▸ **Stated goal**: In the entries below, give the lines from the one containing "chapel bell tower." to the one containing "(1120, 438)", both included, as a JSON list of strings with one string per line and no blank lines.

* START Material for this exercise *

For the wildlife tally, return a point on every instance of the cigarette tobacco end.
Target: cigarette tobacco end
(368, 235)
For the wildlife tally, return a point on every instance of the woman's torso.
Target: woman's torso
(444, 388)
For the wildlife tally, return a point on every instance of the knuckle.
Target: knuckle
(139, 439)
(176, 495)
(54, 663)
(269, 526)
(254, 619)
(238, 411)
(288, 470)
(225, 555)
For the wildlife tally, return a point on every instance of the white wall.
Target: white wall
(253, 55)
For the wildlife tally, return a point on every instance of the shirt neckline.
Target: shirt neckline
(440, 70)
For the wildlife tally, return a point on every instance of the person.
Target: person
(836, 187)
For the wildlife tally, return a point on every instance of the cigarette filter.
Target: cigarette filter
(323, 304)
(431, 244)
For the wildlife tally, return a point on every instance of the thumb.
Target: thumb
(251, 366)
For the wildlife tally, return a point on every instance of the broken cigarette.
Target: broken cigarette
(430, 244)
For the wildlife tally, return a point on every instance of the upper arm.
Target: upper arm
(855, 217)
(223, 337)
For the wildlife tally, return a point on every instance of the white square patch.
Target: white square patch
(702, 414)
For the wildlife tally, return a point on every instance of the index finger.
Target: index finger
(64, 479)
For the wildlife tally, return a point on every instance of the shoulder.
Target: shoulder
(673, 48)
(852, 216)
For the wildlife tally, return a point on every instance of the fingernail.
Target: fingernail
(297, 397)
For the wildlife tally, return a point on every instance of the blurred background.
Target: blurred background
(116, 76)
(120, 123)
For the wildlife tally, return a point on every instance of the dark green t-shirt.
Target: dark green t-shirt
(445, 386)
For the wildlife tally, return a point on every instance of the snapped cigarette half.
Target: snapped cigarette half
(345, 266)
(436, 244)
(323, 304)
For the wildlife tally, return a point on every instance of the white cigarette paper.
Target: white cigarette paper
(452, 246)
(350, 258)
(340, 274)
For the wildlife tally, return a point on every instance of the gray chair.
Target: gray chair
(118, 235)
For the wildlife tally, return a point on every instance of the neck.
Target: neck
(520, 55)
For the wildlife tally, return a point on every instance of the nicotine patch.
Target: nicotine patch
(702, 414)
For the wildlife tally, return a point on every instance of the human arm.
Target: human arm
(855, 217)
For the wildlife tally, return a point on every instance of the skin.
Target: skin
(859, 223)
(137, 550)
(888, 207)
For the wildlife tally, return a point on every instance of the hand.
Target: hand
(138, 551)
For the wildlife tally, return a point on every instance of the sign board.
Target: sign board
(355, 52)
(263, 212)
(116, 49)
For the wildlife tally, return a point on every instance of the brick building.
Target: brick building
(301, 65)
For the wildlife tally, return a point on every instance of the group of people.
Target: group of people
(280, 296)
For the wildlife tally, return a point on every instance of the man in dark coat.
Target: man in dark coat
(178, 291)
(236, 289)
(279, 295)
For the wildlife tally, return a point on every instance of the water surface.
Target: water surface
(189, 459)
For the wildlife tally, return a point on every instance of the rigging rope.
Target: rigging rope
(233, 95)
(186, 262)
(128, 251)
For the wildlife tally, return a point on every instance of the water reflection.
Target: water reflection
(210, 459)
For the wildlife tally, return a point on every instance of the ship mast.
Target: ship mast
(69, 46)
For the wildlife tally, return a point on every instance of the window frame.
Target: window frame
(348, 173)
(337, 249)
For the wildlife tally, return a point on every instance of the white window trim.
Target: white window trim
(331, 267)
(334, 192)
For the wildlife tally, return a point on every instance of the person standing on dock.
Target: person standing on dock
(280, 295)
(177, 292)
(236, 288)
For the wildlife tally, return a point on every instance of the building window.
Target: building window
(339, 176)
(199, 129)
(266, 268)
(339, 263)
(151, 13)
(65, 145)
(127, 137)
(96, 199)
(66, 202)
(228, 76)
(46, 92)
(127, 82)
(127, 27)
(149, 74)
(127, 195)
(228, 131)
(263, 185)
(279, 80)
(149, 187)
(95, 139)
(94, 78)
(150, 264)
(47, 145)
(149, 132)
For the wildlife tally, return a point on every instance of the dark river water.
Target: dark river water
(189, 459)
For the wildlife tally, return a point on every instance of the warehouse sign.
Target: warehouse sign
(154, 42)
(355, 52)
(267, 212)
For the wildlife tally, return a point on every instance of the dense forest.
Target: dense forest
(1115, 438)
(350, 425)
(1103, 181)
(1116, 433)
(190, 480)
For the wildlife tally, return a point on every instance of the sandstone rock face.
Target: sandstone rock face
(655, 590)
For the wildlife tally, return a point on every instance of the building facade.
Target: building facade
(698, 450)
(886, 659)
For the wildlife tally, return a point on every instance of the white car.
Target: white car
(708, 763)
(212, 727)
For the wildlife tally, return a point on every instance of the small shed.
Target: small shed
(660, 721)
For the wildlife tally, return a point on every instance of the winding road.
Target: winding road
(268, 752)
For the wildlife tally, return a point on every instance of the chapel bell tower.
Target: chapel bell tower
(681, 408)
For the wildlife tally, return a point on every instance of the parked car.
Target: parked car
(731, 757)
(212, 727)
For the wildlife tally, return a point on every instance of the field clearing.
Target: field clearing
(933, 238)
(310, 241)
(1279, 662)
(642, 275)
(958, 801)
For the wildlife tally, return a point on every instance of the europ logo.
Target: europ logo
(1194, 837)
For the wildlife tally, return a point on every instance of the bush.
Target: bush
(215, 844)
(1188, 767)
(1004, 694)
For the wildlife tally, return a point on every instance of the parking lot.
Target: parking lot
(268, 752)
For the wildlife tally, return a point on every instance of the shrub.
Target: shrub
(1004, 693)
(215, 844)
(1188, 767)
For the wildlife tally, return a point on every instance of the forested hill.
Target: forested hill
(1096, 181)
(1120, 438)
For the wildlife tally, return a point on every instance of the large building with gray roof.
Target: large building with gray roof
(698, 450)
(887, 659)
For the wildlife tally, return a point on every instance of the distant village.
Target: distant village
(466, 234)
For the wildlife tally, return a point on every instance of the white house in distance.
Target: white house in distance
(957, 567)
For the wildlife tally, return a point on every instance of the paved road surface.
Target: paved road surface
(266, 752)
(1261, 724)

* END Material for this exercise *

▸ **The output**:
[
  "For the wildlife tally, return a point on every instance of the chapel bell tower.",
  "Target: chapel bell tower",
  "(681, 408)",
  "For the wildlife tally, return a point on every instance of the parked car.",
  "Target: parked car",
  "(731, 757)",
  "(212, 727)",
  "For the wildlife tally, return a point on every instance of the field clearing.",
  "Target: field clearing",
  "(933, 238)",
  "(310, 241)",
  "(1279, 662)",
  "(642, 275)",
  "(958, 801)",
  "For the wildlife tally, return a point on every instance of the europ logo.",
  "Target: europ logo",
  "(1194, 837)",
  "For the wildlife tally, return a point on every instance of the bush.",
  "Target: bush",
  "(215, 844)",
  "(1188, 767)",
  "(1004, 694)",
  "For the wildlife tally, return a point on every instance of the parking lot.",
  "Target: parking lot",
  "(268, 752)",
  "For the wildlife tally, return a point on every instance of the shrub.",
  "Target: shrub",
  "(1004, 693)",
  "(215, 844)",
  "(1188, 767)",
  "For the wildlife tally, return a point on every instance of the forested hill.",
  "Target: forested hill",
  "(1096, 181)",
  "(1120, 438)"
]